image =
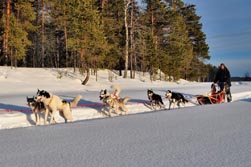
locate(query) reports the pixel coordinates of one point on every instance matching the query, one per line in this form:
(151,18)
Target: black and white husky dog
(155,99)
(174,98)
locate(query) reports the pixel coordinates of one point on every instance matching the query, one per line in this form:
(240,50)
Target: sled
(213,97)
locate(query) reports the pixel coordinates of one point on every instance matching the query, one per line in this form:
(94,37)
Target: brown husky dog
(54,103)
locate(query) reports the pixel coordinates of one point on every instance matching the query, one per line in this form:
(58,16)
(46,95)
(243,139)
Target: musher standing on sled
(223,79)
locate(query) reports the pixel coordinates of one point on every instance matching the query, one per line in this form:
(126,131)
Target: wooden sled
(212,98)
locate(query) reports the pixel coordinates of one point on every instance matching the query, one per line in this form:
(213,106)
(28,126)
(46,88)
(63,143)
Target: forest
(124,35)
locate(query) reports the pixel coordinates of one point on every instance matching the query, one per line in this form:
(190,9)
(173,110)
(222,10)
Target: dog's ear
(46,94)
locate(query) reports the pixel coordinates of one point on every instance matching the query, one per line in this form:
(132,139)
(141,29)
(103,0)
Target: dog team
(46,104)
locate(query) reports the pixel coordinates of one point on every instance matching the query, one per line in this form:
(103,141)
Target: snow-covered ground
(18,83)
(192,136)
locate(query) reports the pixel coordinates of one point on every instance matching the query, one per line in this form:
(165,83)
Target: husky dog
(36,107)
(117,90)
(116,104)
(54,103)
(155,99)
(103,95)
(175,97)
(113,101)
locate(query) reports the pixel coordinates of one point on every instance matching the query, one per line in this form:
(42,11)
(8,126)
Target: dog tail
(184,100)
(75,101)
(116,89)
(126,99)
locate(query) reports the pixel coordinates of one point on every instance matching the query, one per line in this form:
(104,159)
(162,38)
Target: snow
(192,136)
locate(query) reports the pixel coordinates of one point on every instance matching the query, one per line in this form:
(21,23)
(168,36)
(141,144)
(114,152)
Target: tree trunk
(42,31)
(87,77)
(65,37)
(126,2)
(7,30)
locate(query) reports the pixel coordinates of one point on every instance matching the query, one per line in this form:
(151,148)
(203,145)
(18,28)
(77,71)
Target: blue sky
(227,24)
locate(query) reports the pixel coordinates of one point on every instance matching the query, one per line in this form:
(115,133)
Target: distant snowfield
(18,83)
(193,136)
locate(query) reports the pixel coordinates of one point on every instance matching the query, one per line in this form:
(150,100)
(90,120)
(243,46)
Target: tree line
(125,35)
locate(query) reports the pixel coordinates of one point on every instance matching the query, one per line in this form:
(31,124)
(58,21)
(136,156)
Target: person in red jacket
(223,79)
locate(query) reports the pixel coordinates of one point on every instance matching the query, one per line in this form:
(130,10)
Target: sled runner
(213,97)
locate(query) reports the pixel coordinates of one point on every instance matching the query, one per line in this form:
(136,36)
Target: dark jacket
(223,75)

| TASK GOAL |
Return each line above exactly; any pictures are to be skipped.

| WRITTEN ANSWER |
image =
locate(query) reports the pixel coordinates of one point on every instance matching the query, one per line in this form:
(151,18)
Target: black and white husky dog
(155,99)
(174,98)
locate(query) reports the pixel coordinates of one point on every instance matching the query, one per line in this form:
(240,50)
Target: sled
(213,97)
locate(query) reports the pixel coordinates of one point on every instance matching the query, one per line in this form:
(94,37)
Target: brown husky dog
(54,103)
locate(query) reports the pixel coordinates of one point on every instance matching the query, one per line in this form:
(58,16)
(46,95)
(243,139)
Target: musher standing on sled
(223,79)
locate(query) reports the pixel coordinates of one point on every instance matching the query, one per line in this form:
(126,131)
Target: wooden sled
(212,98)
locate(query) reports the pixel coordinates of one point on every instance matching the query, one per line in this form:
(213,106)
(28,126)
(46,88)
(63,143)
Target: forest
(124,35)
locate(query) reports the pixel coordinates of one point on every instance matching the query, one per line in this form:
(190,9)
(173,110)
(222,10)
Target: dog's ear
(46,94)
locate(query) reports the pixel coordinates of one point on every instance matching the query, one per line in this form:
(132,139)
(141,29)
(103,0)
Target: dog team
(46,104)
locate(query) reports the pixel coordinates of one point on every instance matching the query, one per line in this form:
(103,141)
Target: snow-covered ground
(18,83)
(192,136)
locate(query) reports the pixel coordinates of one point on every instance matching the query, one per line in this form:
(165,83)
Target: husky dog
(36,107)
(117,90)
(116,104)
(54,103)
(155,99)
(103,95)
(175,97)
(113,101)
locate(query) reports the pixel coordinates of one point on every instance matching the query, one per line in this form:
(42,11)
(8,126)
Target: dog tail
(184,100)
(75,101)
(116,89)
(126,99)
locate(query) reports the pixel coordinates of one point on every instance matching the query, one per line in this form:
(104,159)
(162,38)
Target: snow
(192,136)
locate(query) reports the pixel coordinates of one point on every instance matching the query, one per line in this form:
(21,23)
(168,36)
(141,144)
(114,152)
Target: tree trunk
(42,31)
(87,77)
(65,37)
(126,2)
(7,30)
locate(query) reports the pixel coordinates of one point on every instance matching the query, one per line in this form:
(151,148)
(203,145)
(18,28)
(77,71)
Target: blue sky
(227,24)
locate(query) reports the pixel coordinates of one point on every instance matching the query, one per line in this form:
(115,133)
Target: distant snowfield
(18,83)
(193,136)
locate(query) reports the pixel coordinates of one point on every instance matching the query, one per line in this form:
(150,100)
(90,120)
(243,46)
Target: tree line
(125,35)
locate(query) reports the pixel coordinates of one point on every instance matching the query, one per line in this form:
(31,124)
(58,21)
(136,156)
Target: person in red jacket
(223,79)
locate(query) reports the pixel coordinates of one point on every instance matching the query, one per line in this form:
(130,10)
Target: sled runner
(213,97)
locate(query) reports the pixel coordinates of one point on every instance matching the query, one per line in this form:
(136,36)
Target: dark jacket
(223,75)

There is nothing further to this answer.